WHAT THE EXERCISE ASKS: Copy every line from the records below that carries the word "tongs".

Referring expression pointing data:
- - - - -

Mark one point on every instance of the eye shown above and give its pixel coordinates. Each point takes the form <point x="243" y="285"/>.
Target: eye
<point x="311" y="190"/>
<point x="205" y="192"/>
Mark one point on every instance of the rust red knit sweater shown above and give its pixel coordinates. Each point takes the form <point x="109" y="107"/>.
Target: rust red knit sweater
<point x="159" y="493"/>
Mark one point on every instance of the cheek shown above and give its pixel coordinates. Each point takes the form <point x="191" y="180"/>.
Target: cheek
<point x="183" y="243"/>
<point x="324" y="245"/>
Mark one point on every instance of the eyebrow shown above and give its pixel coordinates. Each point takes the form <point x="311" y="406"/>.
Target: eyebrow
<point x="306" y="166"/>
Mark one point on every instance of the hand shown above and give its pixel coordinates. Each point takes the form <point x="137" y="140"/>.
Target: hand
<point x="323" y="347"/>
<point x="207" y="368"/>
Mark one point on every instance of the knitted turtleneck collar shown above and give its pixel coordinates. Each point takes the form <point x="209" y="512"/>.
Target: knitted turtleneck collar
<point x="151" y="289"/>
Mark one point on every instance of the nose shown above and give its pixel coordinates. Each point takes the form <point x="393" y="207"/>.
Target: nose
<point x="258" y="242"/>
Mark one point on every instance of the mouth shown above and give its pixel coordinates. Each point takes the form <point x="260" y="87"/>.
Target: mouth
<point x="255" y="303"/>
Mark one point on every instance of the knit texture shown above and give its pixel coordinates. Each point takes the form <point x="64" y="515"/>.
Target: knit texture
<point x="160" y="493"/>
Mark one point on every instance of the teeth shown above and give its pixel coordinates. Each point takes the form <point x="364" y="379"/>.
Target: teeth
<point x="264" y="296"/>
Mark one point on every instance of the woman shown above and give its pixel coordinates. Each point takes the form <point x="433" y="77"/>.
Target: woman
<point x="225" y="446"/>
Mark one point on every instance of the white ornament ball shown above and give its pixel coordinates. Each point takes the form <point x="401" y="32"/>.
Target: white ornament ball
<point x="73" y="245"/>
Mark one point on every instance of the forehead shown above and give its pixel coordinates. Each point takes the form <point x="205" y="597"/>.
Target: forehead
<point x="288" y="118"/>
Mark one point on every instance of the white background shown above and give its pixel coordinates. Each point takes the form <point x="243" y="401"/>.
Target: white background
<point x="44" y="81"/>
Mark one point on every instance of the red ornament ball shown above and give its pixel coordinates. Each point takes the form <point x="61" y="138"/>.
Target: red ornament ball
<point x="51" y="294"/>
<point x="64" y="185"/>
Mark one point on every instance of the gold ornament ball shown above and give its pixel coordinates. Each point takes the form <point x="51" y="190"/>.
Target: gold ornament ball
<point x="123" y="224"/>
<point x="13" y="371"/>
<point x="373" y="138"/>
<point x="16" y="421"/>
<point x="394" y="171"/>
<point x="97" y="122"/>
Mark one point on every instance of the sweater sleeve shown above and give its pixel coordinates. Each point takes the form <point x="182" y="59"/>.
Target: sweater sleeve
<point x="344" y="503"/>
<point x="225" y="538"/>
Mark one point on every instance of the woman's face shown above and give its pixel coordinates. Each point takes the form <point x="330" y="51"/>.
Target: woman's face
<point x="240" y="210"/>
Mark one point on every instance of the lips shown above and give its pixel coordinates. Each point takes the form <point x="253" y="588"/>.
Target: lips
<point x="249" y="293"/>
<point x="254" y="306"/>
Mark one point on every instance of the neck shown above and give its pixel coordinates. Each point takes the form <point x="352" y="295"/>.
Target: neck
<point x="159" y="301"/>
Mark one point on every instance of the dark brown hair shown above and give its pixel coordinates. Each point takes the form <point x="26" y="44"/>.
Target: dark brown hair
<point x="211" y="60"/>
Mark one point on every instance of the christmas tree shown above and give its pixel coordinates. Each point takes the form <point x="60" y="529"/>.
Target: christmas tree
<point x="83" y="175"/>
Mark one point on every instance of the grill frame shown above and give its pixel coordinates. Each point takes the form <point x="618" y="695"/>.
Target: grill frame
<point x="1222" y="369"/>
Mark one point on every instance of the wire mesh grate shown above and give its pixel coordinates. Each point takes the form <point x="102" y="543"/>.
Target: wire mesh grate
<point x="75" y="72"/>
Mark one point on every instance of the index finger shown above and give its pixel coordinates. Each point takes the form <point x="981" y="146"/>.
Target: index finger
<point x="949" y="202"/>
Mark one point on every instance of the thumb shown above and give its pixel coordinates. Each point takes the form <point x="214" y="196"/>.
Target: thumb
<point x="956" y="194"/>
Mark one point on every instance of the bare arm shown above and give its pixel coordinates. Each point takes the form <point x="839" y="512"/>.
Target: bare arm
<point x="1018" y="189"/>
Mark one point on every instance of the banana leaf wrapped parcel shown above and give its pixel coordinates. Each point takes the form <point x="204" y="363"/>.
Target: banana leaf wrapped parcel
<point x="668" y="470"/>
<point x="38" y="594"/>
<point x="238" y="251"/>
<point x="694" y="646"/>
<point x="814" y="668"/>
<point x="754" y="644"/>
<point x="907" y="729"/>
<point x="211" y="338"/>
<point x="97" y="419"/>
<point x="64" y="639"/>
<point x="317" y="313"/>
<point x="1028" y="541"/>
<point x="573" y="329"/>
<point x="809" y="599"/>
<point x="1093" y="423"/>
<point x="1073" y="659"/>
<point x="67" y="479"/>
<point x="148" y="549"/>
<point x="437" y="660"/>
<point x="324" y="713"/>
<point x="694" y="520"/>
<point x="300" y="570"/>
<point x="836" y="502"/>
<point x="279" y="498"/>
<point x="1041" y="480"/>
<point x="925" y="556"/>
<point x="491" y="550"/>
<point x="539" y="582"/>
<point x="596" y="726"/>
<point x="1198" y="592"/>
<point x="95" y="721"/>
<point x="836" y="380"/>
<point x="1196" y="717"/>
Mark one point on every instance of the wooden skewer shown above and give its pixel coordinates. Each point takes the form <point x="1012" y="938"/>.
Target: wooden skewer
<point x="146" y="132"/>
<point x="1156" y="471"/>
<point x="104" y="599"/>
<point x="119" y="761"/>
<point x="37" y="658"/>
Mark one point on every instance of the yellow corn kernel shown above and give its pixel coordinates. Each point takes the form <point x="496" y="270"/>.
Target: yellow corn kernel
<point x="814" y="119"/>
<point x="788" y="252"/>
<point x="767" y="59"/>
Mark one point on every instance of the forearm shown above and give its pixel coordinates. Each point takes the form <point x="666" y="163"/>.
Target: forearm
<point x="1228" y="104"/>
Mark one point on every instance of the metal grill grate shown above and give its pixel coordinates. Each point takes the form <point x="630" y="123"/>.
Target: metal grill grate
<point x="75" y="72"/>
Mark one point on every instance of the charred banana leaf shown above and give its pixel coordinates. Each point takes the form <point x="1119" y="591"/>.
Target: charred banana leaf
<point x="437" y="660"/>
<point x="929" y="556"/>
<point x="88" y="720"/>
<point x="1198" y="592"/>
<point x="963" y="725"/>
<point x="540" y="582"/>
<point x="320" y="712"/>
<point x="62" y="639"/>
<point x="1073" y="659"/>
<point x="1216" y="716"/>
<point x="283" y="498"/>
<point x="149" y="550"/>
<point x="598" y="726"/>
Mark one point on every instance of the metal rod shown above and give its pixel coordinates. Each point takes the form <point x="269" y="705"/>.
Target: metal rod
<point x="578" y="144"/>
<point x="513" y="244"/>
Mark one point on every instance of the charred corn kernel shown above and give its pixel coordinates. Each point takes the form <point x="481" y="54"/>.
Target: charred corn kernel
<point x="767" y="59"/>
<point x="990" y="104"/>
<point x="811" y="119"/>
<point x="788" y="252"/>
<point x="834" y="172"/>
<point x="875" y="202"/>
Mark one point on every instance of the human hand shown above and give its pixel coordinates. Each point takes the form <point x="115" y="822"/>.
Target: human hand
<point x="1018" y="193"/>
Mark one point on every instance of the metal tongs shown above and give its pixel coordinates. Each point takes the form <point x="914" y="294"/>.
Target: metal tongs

- - - - -

EXERCISE OUTPUT:
Mark one point on every instance of the metal tongs shown above and give its pixel coordinates. Each point takes the form <point x="914" y="294"/>.
Target: metal tongs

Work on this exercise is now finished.